── DATA UNDER STUDY ──

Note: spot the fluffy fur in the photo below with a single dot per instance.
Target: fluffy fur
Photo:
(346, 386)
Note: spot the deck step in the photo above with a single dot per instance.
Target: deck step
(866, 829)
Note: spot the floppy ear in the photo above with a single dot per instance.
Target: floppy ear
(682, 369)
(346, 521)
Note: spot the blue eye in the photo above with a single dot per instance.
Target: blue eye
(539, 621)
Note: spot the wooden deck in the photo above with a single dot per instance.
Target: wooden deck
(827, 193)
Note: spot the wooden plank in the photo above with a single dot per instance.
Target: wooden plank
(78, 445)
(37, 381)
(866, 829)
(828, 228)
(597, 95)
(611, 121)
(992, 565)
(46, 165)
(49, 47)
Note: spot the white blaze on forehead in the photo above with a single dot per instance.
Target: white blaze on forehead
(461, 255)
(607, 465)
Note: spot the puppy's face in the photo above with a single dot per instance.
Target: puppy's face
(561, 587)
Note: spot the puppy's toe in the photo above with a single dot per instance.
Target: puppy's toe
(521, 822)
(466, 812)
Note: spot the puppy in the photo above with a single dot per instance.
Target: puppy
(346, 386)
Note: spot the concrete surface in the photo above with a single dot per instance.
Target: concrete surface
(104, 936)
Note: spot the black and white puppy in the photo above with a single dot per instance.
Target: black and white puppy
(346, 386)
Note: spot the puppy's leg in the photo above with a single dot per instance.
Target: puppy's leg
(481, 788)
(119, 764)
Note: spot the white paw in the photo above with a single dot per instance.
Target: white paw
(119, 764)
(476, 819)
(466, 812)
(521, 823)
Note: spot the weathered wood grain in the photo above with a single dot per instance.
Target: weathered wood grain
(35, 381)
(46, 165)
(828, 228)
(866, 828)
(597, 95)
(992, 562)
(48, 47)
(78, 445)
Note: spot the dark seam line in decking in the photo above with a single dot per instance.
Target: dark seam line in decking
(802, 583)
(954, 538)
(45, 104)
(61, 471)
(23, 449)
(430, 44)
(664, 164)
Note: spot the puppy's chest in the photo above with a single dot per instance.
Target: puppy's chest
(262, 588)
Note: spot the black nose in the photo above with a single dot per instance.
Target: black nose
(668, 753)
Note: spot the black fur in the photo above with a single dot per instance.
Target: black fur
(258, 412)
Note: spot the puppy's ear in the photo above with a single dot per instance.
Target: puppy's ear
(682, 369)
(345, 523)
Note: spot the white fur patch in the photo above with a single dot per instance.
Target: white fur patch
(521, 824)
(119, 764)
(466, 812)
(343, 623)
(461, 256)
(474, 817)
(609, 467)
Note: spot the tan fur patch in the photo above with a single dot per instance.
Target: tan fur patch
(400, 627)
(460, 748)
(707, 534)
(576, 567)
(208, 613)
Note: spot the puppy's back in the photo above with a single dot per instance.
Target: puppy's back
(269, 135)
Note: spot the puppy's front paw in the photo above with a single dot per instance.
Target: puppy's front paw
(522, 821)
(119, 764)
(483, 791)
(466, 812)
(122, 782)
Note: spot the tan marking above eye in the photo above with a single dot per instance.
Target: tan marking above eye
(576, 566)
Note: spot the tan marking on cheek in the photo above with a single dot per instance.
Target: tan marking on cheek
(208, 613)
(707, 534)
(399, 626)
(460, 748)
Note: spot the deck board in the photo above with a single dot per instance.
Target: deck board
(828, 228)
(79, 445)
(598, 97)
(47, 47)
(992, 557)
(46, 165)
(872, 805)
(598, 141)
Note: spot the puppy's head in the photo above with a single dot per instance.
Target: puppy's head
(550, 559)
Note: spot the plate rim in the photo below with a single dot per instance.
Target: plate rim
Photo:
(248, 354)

───

▶ [WORK INSTRUCTION]
Find the word "fluffy" in the entries and show each line where it is found.

▶ [SOLUTION]
Note: spot the fluffy fur in the photo below with a single dot per instance.
Target: fluffy fur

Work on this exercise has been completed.